■ **What the task asks**: Count the lines in the items below that contain the word "coach". Reply with that number only.

--- START Records to use ---

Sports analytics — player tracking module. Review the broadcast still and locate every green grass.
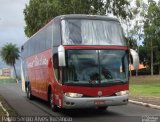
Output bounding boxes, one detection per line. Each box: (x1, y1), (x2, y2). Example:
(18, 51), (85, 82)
(0, 78), (16, 84)
(130, 76), (160, 97)
(0, 96), (18, 117)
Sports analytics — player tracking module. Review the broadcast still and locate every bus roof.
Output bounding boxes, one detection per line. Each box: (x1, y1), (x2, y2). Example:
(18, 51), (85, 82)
(55, 14), (119, 22)
(22, 14), (119, 46)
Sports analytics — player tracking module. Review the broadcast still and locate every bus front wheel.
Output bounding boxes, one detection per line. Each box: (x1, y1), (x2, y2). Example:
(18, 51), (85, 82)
(26, 85), (33, 100)
(49, 91), (58, 112)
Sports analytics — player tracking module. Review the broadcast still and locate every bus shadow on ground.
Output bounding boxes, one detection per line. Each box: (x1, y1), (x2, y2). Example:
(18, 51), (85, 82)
(27, 97), (123, 117)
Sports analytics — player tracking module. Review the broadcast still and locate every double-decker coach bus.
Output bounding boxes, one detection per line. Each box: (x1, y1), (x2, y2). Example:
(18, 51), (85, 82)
(21, 15), (139, 111)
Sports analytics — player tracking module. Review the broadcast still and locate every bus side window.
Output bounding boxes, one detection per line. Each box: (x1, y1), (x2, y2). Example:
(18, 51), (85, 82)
(53, 53), (60, 80)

--- END Records to use ---

■ **Result of the task**: 1